• [Required work]:
Search term "stem": please copy every line of the records below that contains it.

+++ Data for analysis +++

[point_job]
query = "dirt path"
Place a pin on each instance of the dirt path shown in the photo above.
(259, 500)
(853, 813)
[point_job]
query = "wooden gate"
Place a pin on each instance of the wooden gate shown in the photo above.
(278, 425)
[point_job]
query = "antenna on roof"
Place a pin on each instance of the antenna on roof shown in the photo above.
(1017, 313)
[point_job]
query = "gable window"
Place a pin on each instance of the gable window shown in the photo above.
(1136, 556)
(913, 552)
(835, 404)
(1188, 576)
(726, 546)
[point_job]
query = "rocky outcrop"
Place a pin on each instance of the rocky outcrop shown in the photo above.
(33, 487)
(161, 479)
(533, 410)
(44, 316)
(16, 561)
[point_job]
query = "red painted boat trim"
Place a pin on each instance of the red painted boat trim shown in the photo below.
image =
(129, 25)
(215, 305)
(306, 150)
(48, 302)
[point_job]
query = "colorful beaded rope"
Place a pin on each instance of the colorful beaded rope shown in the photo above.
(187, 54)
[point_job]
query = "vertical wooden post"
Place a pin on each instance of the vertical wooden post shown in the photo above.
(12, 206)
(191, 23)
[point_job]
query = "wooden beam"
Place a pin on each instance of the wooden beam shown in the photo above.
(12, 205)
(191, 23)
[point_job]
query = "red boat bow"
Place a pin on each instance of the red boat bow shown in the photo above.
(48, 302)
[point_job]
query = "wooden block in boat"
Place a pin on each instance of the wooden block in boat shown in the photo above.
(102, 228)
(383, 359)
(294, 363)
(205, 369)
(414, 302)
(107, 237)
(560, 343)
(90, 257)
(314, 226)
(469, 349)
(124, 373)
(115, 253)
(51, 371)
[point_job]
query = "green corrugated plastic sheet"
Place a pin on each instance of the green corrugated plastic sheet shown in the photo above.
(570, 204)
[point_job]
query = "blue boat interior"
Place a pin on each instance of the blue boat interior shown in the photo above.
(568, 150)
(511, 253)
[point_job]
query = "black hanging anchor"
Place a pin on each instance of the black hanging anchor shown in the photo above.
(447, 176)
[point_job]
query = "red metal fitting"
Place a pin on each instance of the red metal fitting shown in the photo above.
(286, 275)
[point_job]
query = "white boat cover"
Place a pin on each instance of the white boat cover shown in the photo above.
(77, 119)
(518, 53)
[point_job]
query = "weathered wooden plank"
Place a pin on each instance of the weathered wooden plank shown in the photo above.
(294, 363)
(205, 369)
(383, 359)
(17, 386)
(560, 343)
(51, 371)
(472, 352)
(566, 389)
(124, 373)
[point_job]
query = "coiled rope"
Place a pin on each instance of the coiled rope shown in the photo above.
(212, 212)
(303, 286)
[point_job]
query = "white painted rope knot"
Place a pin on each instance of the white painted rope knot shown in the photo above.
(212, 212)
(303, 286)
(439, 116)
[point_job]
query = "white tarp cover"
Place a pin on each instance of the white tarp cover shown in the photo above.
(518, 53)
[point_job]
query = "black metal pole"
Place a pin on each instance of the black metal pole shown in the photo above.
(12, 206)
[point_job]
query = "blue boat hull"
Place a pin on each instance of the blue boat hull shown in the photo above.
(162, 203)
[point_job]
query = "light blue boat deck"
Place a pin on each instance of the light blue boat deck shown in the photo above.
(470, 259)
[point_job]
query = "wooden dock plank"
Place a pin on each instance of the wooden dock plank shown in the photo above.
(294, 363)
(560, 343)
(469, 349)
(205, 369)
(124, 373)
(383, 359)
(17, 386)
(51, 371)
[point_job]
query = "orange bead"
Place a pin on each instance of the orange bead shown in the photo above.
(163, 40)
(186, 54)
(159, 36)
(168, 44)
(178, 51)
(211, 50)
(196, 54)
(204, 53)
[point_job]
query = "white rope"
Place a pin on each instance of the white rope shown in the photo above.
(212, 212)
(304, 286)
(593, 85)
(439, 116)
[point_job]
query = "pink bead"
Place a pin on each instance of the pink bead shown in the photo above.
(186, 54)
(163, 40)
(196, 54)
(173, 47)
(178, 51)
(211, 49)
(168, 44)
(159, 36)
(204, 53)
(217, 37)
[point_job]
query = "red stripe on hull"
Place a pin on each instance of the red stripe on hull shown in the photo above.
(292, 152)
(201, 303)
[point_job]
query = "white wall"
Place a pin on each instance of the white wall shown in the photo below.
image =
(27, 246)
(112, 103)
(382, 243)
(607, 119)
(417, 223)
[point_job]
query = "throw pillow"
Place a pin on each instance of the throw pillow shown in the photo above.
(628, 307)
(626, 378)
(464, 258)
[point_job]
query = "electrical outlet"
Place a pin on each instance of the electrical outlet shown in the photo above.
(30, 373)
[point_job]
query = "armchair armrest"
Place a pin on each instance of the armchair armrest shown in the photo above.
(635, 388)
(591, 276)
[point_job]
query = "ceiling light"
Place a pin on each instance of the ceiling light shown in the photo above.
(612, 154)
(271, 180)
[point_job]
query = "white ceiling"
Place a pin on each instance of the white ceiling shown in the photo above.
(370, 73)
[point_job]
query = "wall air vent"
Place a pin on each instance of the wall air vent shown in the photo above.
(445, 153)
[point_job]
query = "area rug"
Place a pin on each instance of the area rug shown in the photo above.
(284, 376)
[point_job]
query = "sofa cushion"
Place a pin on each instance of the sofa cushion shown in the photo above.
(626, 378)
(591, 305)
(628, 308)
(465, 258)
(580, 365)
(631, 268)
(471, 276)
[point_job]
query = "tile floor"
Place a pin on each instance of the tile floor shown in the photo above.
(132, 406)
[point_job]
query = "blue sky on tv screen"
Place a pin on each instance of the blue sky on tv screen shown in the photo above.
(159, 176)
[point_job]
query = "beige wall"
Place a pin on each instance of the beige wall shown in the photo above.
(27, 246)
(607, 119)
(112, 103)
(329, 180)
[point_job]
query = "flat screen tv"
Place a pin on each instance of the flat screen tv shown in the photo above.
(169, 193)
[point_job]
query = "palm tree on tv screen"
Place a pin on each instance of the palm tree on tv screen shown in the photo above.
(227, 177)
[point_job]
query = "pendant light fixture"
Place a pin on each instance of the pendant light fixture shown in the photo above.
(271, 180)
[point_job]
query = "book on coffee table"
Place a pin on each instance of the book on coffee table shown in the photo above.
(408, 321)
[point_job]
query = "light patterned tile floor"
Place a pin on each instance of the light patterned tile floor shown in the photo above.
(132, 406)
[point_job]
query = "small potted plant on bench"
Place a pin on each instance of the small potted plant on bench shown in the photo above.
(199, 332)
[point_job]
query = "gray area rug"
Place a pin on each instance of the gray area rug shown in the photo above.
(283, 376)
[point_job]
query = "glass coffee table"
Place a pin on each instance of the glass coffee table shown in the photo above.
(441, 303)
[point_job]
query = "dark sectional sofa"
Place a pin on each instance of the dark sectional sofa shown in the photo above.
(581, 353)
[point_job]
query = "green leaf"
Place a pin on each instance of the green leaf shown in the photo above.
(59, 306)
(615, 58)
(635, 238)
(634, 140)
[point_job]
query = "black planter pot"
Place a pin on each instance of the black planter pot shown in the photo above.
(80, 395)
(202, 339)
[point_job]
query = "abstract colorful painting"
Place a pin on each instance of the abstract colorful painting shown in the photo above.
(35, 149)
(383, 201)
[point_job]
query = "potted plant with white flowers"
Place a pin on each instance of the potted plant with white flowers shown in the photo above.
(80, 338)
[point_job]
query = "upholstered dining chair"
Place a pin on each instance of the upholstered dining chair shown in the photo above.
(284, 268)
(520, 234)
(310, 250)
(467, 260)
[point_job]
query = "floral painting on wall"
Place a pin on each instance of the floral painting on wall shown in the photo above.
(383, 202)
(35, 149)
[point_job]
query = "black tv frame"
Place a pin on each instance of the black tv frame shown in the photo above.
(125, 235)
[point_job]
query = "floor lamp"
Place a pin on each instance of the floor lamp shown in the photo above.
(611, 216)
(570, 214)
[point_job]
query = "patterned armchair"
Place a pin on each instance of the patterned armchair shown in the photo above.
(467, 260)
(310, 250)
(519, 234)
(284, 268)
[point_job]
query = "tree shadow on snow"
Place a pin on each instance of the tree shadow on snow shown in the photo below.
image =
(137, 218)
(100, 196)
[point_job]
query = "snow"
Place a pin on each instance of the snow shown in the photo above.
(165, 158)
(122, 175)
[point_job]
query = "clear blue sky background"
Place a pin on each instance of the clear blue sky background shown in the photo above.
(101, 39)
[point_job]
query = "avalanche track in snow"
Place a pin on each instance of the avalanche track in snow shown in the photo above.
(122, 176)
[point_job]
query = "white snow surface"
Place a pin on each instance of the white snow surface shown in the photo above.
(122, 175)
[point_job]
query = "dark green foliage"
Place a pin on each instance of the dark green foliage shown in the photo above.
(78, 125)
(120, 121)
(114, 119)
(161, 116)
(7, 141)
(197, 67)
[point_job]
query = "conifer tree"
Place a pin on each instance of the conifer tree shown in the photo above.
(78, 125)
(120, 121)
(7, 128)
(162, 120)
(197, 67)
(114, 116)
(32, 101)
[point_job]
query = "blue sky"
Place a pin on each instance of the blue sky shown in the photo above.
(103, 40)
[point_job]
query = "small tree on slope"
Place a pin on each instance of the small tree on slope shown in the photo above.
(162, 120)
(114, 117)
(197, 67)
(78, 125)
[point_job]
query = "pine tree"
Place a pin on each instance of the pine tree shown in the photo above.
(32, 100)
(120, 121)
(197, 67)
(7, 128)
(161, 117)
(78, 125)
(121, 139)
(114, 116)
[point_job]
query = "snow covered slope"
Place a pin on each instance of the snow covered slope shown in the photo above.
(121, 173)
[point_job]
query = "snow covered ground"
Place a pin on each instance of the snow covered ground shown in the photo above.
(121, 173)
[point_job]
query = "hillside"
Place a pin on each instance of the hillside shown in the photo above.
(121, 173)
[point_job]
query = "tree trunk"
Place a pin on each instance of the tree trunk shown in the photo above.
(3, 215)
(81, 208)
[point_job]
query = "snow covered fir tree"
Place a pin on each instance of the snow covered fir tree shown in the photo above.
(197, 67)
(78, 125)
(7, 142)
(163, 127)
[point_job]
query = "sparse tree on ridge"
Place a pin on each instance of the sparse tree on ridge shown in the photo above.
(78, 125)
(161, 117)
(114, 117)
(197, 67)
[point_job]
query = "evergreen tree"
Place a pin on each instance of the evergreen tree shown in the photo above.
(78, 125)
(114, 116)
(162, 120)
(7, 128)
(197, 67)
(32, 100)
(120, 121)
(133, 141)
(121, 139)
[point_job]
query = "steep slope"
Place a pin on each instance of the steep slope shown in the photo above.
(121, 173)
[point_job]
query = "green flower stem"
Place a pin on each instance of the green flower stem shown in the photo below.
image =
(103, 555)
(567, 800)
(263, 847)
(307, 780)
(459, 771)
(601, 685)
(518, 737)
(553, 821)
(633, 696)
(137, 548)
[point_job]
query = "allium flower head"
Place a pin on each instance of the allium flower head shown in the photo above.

+++

• [Solution]:
query = "green flower stem"
Place a pin on each instance of the green flower stem shown in the photo below.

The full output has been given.